== GOAL ==
Set down, word for word, the part of the press release on the Senate crime resolution starting with "WASHINGTON – U.S." and going on through "National Police Week.".

WASHINGTON – U.S. Senator Bill Cassidy, M.D. (R-LA) led more than 30 colleagues to introduce a resolution calling on the Biden administration to work with Congress to develop a plan to combat the rise in crime and crisis at the southern border. The resolution comes as the nation honors National Police Week.
“If there was ever a time that the American people want to know that the president and Congress are working together to defeat the scourge of crime, the time is now. This resolution is to send the message that combating crime is what we are focused on,” said Dr. Cassidy.
Cassidy is joined by Senators Chuck Grassley (R-IA), John Barrasso (R-WY), Marsha Blackburn (R-TN), Mike Braun (R-IN), John Boozman (R-AR), Shelley Moore Capito (R-WV), John Cornyn (R-TX), Tom Cotton (R-AR), Kevin Cramer (R-ND), Mike Crapo (R-ID), Ted Cruz (R-TX), Steve Daines (R-MT), Joni Ernst (R-IA), Bill Hagerty (R-TN), John Hoeven (R-ND), Cindy Hyde-Smith (R-MS), Ron Johnson (R-WI), John Kennedy (R-LA), James Lankford (R-OK), Cynthia Lummis (R-WY), Roger Marshall (R-KS), Rob Portman (R-OH), Jim Risch (R-ID), Mitt Romney (R-UT), Mike Rounds (R-SD), Marco Rubio (R-FL), Ben Sasse (R-NE), Rick Scott (R-FL), Tim Scott (R-SC), Dan Sullivan (R-AK), Thom Tillis (R-NC), Roger Wicker (R-MS), Deb Fischer (R-NE), Jim Inhofe (R-OK), and Todd Young (R-IN).
Read the full resolution here or below.

== RAW DATA ==

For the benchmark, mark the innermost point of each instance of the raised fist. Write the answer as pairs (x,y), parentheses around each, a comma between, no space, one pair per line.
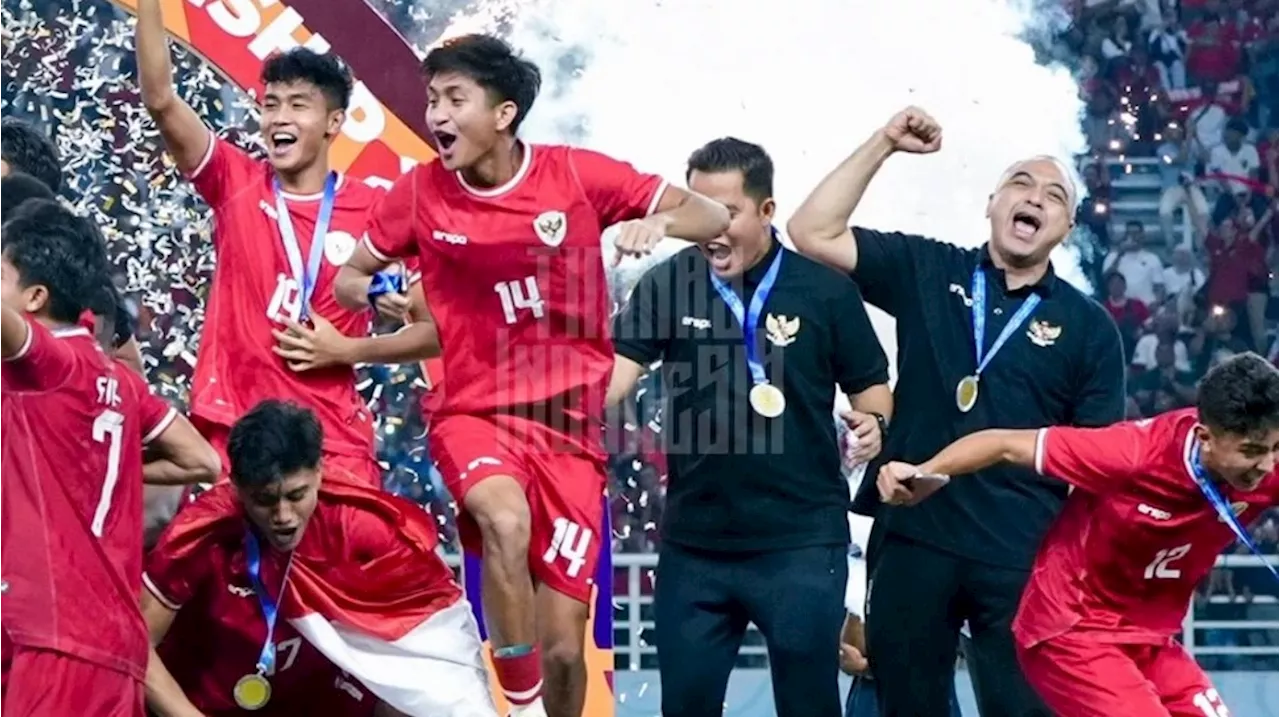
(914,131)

== SOLUTION FOR THIS PROBLEM ==
WASHINGTON – U.S. Senator Bill Cassidy, M.D. (R-LA) led more than 30 colleagues to introduce a resolution calling on the Biden administration to work with Congress to develop a plan to combat the rise in crime and crisis at the southern border. The resolution comes as the nation honors National Police Week.